Atmosfera izolacji sprawiła, że było trochę trudniej się spotykać, ale nie mogło nas to zatrzymać. Nasze spotkania przeobraziły się w cykl mikro-mytingów, do których dochodziło w pewnych odległościach czasowych. Praca nad płytą miała swoje etapy i była realizowana w różnych miejscach, miastach porach dnia i nocy. Te warunki wpłynęły na brzmienie płyty; tak autentyczne i pierwotne. Był las, piwnice, sale prób, pociągi, auta, pętle tramwajowe… były całe noce spędzone na pracy i oślepiające świty…
„Przystanek Alaska”, „Pasujesz” i „Wracam do siebie” zostały wytypowane do promowania Waszej najnowszej płyty. Dlaczego akurat te piosenki zostały przedstawione waszym fanom jako pierwsze?
Te utwory wydały nam się najbardziej odpowiednie pod względem stopniowego ujawniania klimatu tego albumu. Każdy z nich zawiera osobliwe pierwiastki, które budują nastrój płyty. Myślę, że w dużej mierze kierowały nami emocje, ale był też jakiś zmysł, który szeptał, że te numery prędzej czy później zaczną mocno współgrać w odbiorcach muzyki, że szyfry zawarte w tych numerach samoczynnie rozkodują się w sercach tych, którzy zechcą nas posłuchać.
================================
*Do zrobienia*
1. Wypisz z tekstu źródłowego wszystkie miejsca wymienione w zdaniu, które zaczyna się od słów „Był las”.
2. Oceń, czy poniższe stwierdzenia są zgodne z tekstem źródłowym. Przy każdym odpowiedz „tak” lub „nie” i przytocz rozstrzygające słowa tekstu.
(a) Utwór „Pasujesz” wybrano do promowania najnowszej płyty.
(b) Pracę nad płytą prowadzono w jednym mieście.
(c) Atmosfera izolacji całkowicie uniemożliwiła spotkania.

*Zawartość zbioru danych*
================================
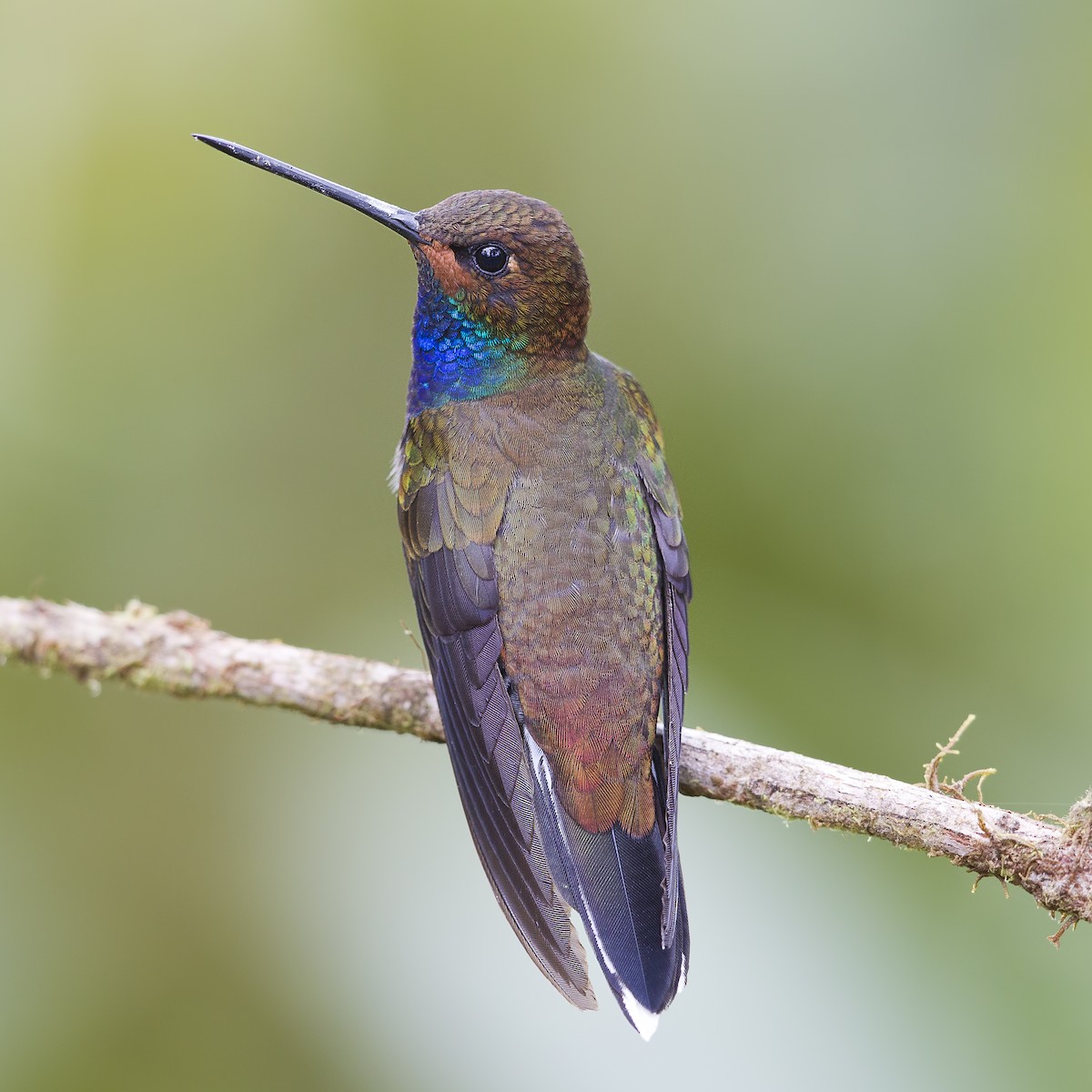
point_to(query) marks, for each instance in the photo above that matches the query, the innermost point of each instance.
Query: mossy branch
(180, 654)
================================
*Oczekiwane odpowiedzi*
1. las, piwnice, sale prób, pociągi, auta, pętle tramwajowe

2.
(a) Tak: „„Przystanek Alaska”, „Pasujesz” i „Wracam do siebie” zostały wytypowane do promowania Waszej najnowszej płyty”.
(b) Nie: „była realizowana w różnych miejscach, miastach porach dnia i nocy”.
(c) Nie: „było trochę trudniej się spotykać, ale nie mogło nas to zatrzymać”.